### Problem details
Please output the full listing, character for character.

### Provided data
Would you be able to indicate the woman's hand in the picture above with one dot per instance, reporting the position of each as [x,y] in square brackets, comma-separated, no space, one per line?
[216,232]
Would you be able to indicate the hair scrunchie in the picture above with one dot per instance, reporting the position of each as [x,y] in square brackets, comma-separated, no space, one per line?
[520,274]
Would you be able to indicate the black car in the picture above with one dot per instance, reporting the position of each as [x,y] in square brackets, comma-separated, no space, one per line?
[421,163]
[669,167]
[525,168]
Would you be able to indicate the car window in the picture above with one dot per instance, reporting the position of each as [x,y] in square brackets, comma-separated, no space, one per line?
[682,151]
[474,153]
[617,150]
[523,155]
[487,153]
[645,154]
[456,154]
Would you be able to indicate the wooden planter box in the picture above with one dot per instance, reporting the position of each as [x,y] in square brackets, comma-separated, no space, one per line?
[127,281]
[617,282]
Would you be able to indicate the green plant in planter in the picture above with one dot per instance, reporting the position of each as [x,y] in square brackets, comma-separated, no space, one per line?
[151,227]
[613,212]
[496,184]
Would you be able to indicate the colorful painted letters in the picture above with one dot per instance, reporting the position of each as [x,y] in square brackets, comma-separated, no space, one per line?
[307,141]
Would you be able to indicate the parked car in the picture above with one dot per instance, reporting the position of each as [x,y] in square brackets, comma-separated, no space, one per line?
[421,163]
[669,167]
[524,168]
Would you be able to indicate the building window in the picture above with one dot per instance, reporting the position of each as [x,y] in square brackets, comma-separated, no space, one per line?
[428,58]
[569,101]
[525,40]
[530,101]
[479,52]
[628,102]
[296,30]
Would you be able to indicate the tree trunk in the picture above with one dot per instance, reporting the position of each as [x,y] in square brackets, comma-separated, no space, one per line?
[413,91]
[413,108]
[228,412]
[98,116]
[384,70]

### Your response
Would you be able to indicate the woman's hand in the picture above with one dot per instance, reporting the position of each as [x,y] in square brackets, comma-separated, no space, one per line?
[216,232]
Would you be able to indicate the hair scrunchie in the picture above with one dot per instance, reporting the position of each as [x,y] in square brackets, comma-separated, no space, one per line?
[520,274]
Would you be able to indicate the black car in the picture above with one dot per instance, reporting the position of each as [x,y] in square brackets, comma-separated, no space, one per line?
[421,163]
[669,167]
[525,168]
Would you be able to indicate the car window in the picture above with one dot per instance, reporting the position of each as [x,y] in square brackets, comma-separated, no space, one per line?
[682,151]
[474,153]
[617,150]
[523,155]
[487,153]
[645,154]
[456,154]
Would you be able to indicate the wooden planter box in the picture above with one dot per instance, reporting the position of each as [x,y] in square brackets, comma-separated, no space, one per line?
[127,281]
[617,282]
Would you be able to indicate the green plant in planter in the picture above with one dot per instance, reporting the position of each as [x,y] in square brackets, comma-separated, no space, one per line?
[151,227]
[613,212]
[496,184]
Would you be able to indicate the colorful painted letters in the picture above with one dot per instance, reporting the position of each as [x,y] in square brackets, comma-separated, no space, one per line?
[307,141]
Would you be able to indicate the parked car in the picture above with one dot per instance, reporting the position of each as [x,y] in square brackets, comma-separated, no space, one per line?
[421,163]
[669,167]
[524,168]
Would you be able to indicate the building window in the picture above with one dot per instance, reporting the position of each as [x,y] in square brackets, comma-separated, no space, one per line?
[428,58]
[569,101]
[525,40]
[530,101]
[479,52]
[628,102]
[296,30]
Would you be able to indicate the tree trunk in the picture above with one dot per instance, reporting the position of each as [x,y] in square brackets, comma-separated, no space, one per line?
[413,91]
[413,108]
[228,412]
[98,116]
[384,70]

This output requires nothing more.